Health Minister Sushma Swaraj proclaimed India SARS-free. With the benediction of the WHO, of course. So, now the million-dollar question. On what basis did the National Institute of Virology (NIV), Pune, declare ‘SARS positivity?’
When The Indian Express visited the NIV on Tuesday to try to understand how the PCR (the only diagnostic test conducted for SARS in India) detected the SARS coronavirus, this was the response of Director Dr.A.K. Mishra: ‘‘Just tell the people that we are handling the virus safely and that all the protocols are being followed. The test and analysis of data is too scientifically complex and complicated to explain to people.’’
Asked if the disease was really caused by the coronavirus in question, Mishra said, ‘‘Of course. CDC and WHO have all said it. Besides, our tests showed the virus in all the samples, blood, throat and urine. We have excellent primers from Germany and the genetic sequence of the virus is available on the Internet.”
On why we do not have full blown cases, Mishra had said that the sample was too small to make a comment on. But if there is one person for whom today’s announcement will come as no surprise it is Dr. Kalyan Banerjee, retired NIV Director.
‘‘There are hundreds of coronaviruses that we live peacefully with in India. The PCR if done in a generalised manner could very easily test positive for a number of these strains,’’ Banerjee told The Indian Express on Tuesday.
Banerjee joked — half seriously — that if we take a swab off randomly selected healthy children in India they would test positive for pneumonia and a number of other common respiratory illnesses.
‘‘But the PCR alone is meaningless. Presence of virus does not mean presence of the disease. How do we even know that this virus caused the disease? A fundamental difference no one bothered looking into. Basic epidemiological common sense,” said Banerjee. There are those, of course, who defend the testing procedures that put so many Indians on the front pages as ‘‘SARS victims.’’ ‘‘But we cannot be hasty in demonising the authorities. All the cases that tested positive, did have a distinct travel history and did have symptoms.
There is no testing gold standard yet so merely on loose clinical and epidemiological clues for SARS these people had to be viewed as suspect,’’ says Dr.S.M.Sapatnekar, Director of the Haffkine Institute, Mumbai.

--

__Prompt 1__: According to the SARS passage, which institute does Dr. S.M. Sapatnekar direct?
__Prompt 2__: Decide whether each statement agrees with the SARS passage, and quote the words that settle it: (a) The PCR was the only diagnostic test conducted for SARS in India. (b) Mishra said the primers came from the United States. (c) Banerjee spoke to The Indian Express on Tuesday.
__Prompt 3__: Rewrite the SARS passage from "On why we do" to "retired NIV Director.", switching "retired" for "former".

--

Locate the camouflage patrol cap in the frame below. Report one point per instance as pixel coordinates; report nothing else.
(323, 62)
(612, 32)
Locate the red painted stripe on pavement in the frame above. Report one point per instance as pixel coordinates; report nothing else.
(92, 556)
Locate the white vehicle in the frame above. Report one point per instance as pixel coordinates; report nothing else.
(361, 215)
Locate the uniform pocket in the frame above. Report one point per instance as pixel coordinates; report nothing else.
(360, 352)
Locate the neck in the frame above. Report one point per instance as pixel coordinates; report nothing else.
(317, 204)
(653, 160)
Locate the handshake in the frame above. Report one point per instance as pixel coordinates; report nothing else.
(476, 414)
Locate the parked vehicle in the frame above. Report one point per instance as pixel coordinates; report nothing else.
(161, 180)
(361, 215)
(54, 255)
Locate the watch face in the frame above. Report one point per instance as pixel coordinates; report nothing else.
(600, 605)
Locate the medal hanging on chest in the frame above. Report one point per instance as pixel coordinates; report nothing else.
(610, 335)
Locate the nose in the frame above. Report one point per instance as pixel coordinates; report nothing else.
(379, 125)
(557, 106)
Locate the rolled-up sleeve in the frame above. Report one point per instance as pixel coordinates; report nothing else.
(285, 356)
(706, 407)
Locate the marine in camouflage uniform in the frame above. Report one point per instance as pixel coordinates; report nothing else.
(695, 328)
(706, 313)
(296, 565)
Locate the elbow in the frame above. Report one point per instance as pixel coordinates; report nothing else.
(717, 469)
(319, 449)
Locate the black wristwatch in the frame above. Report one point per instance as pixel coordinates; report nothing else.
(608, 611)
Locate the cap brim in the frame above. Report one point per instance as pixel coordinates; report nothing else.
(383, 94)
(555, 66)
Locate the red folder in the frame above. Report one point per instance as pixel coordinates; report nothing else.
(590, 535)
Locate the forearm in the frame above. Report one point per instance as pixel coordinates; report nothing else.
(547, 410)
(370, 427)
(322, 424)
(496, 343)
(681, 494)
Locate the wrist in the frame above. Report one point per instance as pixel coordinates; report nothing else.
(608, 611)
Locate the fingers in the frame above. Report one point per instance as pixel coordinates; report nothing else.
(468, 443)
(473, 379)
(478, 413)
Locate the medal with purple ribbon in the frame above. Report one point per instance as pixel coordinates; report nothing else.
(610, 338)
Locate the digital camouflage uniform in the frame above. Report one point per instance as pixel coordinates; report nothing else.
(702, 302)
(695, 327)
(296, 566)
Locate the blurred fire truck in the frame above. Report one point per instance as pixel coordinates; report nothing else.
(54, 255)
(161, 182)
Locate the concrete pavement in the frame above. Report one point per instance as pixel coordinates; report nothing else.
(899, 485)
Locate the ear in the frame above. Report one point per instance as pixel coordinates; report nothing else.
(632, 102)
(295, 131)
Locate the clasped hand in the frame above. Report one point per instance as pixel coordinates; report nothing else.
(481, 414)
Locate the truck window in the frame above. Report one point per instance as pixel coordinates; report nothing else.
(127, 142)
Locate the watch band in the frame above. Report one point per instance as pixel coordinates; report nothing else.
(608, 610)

--

__Answer box 1__: The Haffkine Institute, Mumbai.

__Answer box 2__:
(a) Yes: "the PCR (the only diagnostic test conducted for SARS in India)"
(b) No: "We have excellent primers from Germany"
(c) Yes: "Banerjee told The Indian Express on Tuesday."

__Answer box 3__:
On why we do not have full blown cases, Mishra had said that the sample was too small to make a comment on. But if there is one person for whom today’s announcement will come as no surprise it is Dr. Kalyan Banerjee, former NIV Director.